**DOCUMENT EXTRACT:**
☆ ☆ ☆ ☆

Saturday, August 29, 2015

Sarai Walker's "Dietland" - An Angry, Funny, Wonderful Feminist Novel

Sarai Walker’s novel “Dietland” (Houghton Mifflin Harcourt, 2015) reminds me of Marilyn French’s furious 1977 novel, “The Women’s Room.” That novel described the lives of women in the U.S. during the 1950s and early 1960s, and was full of anger about the restricted roles, prejudice, and discrimination that women faced at the time. Although not tremendously well written, in my opinion, the book struck a chord with many, many women, including me; I remember being riveted by it. “The Women’s Room” was, in a sense, the novelized version of Betty Friedan’s hugely influential 1963 nonfiction book, “The Feminine Mystique,” but angrier and more radical. Those of us who were feminists in the 1970s and onward hoped and believed that most of the problems of sexism would be remedied in the coming decades. And of course much progress has been made. But “Dietland” reminds us how many problems still exist, even in “developed” countries such as the United States. Walker starts with the issue of the pressure on girls and women to be thin and beautiful, no matter what they have to do to achieve that status (hence the title). But we soon see that this issue is only part of the focus on larger issues of discrimination and violence against women. The novel -- and it is a novel, not nonfiction, but it deals with many issues -- describes a group of women who fight back, using unorthodox and even illegal means, which they feel are justified by the crimes and violence done against women. The central character and narrator, Plum Kettle, is a very large woman who has experienced daily discrimination as such, and is planning to have weight loss surgery. She is contacted by several loosely connected women who try to convince her not to have the surgery, and not to give in to society’s expectations regarding women’s bodies and lives. Soon she is both supported by these women and drawn into some of their activities, legal and not-so-legal. The novel is powerful and, as two of the back cover blurbers term it, “subversive.” But the novel is not just a feminist screed (not that there would be anything wrong with that, in my opinion!); it is also a page-turner of a story, with plot twists, surprises, fascinating characters, and touches of humor. I haven’t seen such an explicitly feminist novel for a while, and I welcome it; we need more fiction that engages with important social issues, including those regarding women’s lives. Brava, Sarai Walker!

☆ ☆ ☆ ☆

**DATASET RECORDS:**
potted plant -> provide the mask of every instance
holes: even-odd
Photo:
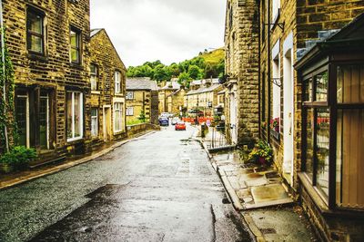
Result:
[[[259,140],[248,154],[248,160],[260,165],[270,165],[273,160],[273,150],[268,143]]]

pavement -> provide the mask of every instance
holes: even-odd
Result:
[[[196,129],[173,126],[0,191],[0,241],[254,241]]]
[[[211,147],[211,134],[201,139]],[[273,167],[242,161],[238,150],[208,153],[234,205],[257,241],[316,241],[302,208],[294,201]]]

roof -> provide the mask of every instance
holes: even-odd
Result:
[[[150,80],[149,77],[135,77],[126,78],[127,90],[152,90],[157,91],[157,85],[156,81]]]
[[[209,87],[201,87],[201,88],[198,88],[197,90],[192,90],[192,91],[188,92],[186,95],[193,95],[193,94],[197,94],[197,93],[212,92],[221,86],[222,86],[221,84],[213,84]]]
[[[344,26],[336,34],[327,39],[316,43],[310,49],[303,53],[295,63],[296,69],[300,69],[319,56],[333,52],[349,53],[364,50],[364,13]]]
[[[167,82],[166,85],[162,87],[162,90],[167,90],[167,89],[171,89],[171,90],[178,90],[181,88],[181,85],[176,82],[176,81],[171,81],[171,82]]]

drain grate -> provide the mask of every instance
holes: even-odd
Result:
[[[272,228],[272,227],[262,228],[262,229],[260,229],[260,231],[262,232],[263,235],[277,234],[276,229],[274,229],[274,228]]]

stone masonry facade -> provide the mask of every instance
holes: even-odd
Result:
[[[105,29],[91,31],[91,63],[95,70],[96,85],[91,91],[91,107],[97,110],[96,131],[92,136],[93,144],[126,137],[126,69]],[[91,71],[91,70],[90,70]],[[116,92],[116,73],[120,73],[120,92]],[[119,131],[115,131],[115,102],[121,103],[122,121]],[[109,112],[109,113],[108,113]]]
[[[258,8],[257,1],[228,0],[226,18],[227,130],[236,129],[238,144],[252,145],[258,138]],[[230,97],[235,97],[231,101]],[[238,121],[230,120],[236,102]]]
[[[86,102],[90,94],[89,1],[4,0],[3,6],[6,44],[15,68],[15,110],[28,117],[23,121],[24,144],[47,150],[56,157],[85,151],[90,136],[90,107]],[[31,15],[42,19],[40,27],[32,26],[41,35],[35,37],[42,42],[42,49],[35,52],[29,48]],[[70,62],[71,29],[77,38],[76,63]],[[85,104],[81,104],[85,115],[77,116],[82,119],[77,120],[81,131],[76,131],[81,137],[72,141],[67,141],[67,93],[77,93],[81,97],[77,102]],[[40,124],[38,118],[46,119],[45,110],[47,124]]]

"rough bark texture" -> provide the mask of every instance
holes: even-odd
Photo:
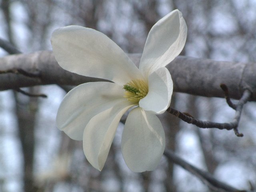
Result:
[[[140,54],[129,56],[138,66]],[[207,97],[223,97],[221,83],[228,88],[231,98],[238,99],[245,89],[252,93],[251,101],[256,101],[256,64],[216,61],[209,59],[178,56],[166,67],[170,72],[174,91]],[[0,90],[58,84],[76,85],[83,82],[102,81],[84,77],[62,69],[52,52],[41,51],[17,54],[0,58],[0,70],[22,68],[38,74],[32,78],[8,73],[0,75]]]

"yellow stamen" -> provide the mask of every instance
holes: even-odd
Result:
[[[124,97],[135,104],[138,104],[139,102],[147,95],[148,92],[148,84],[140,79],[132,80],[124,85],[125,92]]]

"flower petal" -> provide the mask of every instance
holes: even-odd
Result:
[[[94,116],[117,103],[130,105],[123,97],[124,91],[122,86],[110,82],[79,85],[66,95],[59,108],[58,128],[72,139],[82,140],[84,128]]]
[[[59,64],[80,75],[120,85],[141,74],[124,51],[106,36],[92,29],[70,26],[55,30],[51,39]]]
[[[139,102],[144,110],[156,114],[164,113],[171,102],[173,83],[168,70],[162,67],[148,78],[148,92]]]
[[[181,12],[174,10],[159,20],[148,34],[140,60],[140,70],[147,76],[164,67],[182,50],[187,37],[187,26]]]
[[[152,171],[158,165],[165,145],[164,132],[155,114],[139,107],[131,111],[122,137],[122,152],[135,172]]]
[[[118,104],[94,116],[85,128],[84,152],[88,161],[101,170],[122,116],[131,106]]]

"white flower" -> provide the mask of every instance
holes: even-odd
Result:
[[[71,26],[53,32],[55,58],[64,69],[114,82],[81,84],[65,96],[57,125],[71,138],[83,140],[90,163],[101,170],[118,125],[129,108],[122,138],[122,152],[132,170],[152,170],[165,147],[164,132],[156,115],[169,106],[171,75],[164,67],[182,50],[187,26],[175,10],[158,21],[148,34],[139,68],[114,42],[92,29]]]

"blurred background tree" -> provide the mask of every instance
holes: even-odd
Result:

☆ ☆ ☆ ☆

**PROBLEM A:** In the review of "Dietland," who is the central character and narrator of the novel?
**PROBLEM B:** Translate this sentence from the review of "Dietland" into Spanish: "Soon she is both supported by these women and drawn into some of their activities, legal and not-so-legal."
Use only the text to answer.

**TASK RESULT A:** Plum Kettle.

**TASK RESULT B:** Pronto ella recibe el apoyo de estas mujeres y se ve arrastrada a algunas de sus actividades, legales y no tan legales.